__Written problem__.
Express the items below as a two-column CSV with the header row text,answer. Give one row per item: its text and its answer each go in a single quoted field with line breaks turned into spaces, and the pictures are left out.

__The records__.
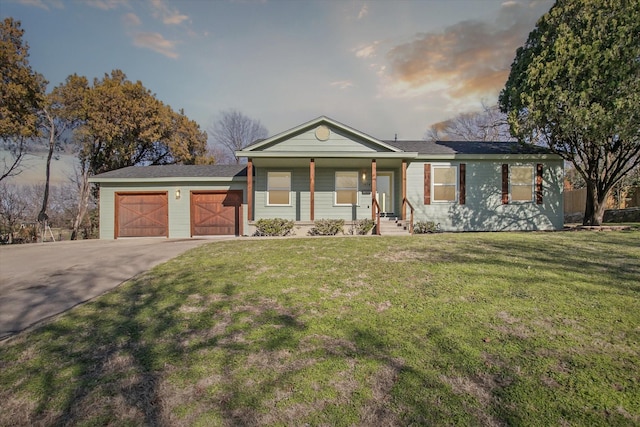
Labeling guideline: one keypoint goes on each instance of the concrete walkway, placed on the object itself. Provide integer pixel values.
(39, 280)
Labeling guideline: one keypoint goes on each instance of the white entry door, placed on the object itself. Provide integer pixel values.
(384, 192)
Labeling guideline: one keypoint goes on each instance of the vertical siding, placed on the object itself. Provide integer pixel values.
(483, 210)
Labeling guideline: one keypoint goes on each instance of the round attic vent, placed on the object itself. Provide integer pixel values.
(322, 133)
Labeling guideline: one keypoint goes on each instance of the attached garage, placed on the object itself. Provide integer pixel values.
(173, 201)
(216, 213)
(142, 215)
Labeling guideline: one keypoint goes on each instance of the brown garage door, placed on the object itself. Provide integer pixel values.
(216, 213)
(142, 215)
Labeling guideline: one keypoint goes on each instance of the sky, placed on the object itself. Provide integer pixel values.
(383, 67)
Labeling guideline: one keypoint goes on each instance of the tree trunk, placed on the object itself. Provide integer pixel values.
(42, 215)
(83, 202)
(595, 207)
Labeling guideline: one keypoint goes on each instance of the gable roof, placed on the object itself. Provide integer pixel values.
(322, 120)
(174, 173)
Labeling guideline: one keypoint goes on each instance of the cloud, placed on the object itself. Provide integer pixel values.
(131, 20)
(169, 16)
(342, 84)
(157, 43)
(42, 4)
(469, 59)
(107, 4)
(367, 51)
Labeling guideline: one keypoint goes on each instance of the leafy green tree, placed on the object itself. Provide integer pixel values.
(21, 96)
(121, 123)
(575, 85)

__Solution to this problem__.
text,answer
"Labeling guideline: one keypoint goes on each instance of the concrete walkway, placed on the object itself. Provide integer pixel values.","(39, 280)"
"Labeling guideline: one keypoint goes on each instance of the white entry door, placed on the object itself. Provide integer pixel values.","(384, 192)"
"Labeling guideline: one keypoint goes on each instance of the vertical siding, placed on the object itself. Provide integer pixel values.","(483, 210)"
"Labeling guideline: one keypoint goes on each instance of the round attic vent, placed on the object itself. Provide integer pixel values.","(322, 133)"
"Labeling guideline: one keypoint goes on each instance of the attached garage, placed on the object itself. Provide integer pixel values.","(173, 201) (216, 213) (142, 215)"
"Labeling guideline: one keypoint goes on each instance of the brown garage door, placed on the object itself. Provide integer pixel values.","(216, 213) (142, 215)"
"Labeling guideline: one keypoint goes on each instance of the sky, placed on the object itself. Provide integer pixel values.","(383, 67)"
"Labeling guideline: one keypoint goes on each instance of the tree trunk, placed on the object itself. Provide integer pixel values.","(42, 215) (83, 202) (595, 207)"
"Labeling guideline: one keypoint goes on each instance of the gable roof, placed on the object itself. Provide integer pixel values.","(322, 120) (174, 173)"
"Labeling guideline: one keypoint goes on each instance of the cloud, placed on the object itself. Provide integer pixel values.","(131, 20) (169, 16) (342, 84) (157, 43) (42, 4) (469, 59) (107, 4) (367, 51)"
"Labeling guideline: one keypoint goes on each instance of the leafy green tree, placed on the object itself. Provide integer pixel values.","(21, 96) (121, 123) (575, 85)"